--- SUPPLIED RECORDS ---

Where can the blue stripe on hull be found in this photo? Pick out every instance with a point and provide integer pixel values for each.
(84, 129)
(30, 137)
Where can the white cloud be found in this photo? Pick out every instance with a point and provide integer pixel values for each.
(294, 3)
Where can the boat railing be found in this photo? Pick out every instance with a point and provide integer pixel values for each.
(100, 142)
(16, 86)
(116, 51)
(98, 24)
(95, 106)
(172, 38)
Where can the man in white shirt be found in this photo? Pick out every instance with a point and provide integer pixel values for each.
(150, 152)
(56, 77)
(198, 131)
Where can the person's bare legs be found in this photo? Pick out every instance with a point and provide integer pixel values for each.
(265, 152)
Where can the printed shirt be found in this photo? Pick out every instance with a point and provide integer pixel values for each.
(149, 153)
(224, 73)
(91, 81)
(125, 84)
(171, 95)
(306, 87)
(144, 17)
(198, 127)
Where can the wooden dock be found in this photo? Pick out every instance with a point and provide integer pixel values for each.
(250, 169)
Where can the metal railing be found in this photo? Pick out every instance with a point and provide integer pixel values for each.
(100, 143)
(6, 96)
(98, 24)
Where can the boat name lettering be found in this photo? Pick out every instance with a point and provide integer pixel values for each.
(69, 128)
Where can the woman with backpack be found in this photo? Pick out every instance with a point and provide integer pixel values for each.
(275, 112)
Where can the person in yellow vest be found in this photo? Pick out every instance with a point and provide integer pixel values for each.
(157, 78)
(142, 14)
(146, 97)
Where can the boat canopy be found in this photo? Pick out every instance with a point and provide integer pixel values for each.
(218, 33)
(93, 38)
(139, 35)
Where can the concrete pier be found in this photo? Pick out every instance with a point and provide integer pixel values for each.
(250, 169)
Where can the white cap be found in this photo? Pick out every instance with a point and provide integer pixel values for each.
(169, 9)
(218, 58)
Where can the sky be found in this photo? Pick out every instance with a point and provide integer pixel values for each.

---

* WRITTEN INSTRUCTION *
Copy out every line of the records above verbatim, with nothing changed.

* WRITTEN SOLUTION *
Where can the blue stripe on hull be found in this photo? Pick out every instance with a point and provide integer pixel values for each.
(84, 129)
(30, 137)
Where can the white cloud be found in this photo? Pick out every instance with a point and provide integer pixel values for each.
(294, 3)
Where can the boat railing be found in this photo? Pick out every instance with a point and provide integer pixel values for each.
(100, 142)
(16, 86)
(116, 51)
(98, 24)
(95, 106)
(172, 38)
Where can the man in white shirt be found in this photo? Pick out every instance with a point and provide integer pixel values for each.
(150, 152)
(56, 77)
(198, 131)
Where can the person's bare legs be found in this photo? Pick out every instance with a point and provide integer pixel values for each.
(265, 152)
Where can the printed shirt be found in this photo? Pick out every instance with a point and provide integer pixel values for each.
(149, 153)
(224, 73)
(91, 81)
(125, 84)
(171, 95)
(306, 87)
(144, 17)
(198, 127)
Where can the wooden dock be found in this photo? Pick out every instance with a point and provide integer pixel values for each.
(250, 169)
Where can the metal railing be found in this photo? Pick out every instance with a point and provide integer pixel values for each.
(100, 143)
(6, 96)
(98, 24)
Where can the boat name lettering be found in this photo? Pick out every instance with a point and provide integer pixel values for each.
(69, 128)
Where can the woman with backpack be found in this photo? Pick out every instance with a point and provide integer pixel values for each.
(275, 112)
Where can the person in yellow vest be found in this photo? Pick out every instance with a point and provide integer pixel values for each.
(157, 78)
(142, 14)
(146, 97)
Where can the boat canopy be found in this photo? Pick out every instance with a point and provide integer pixel values for each.
(218, 33)
(93, 38)
(139, 35)
Where can the concrete pier be found in this photo? Pick out every instance with a point and provide integer pixel values for each.
(250, 169)
Where can the white cap be found in this photo? Pick out every instance with a point and provide integer pixel values for each.
(169, 9)
(218, 58)
Where can the sky be found in this photo? Pick out every instance with a point and provide integer pixel values for each.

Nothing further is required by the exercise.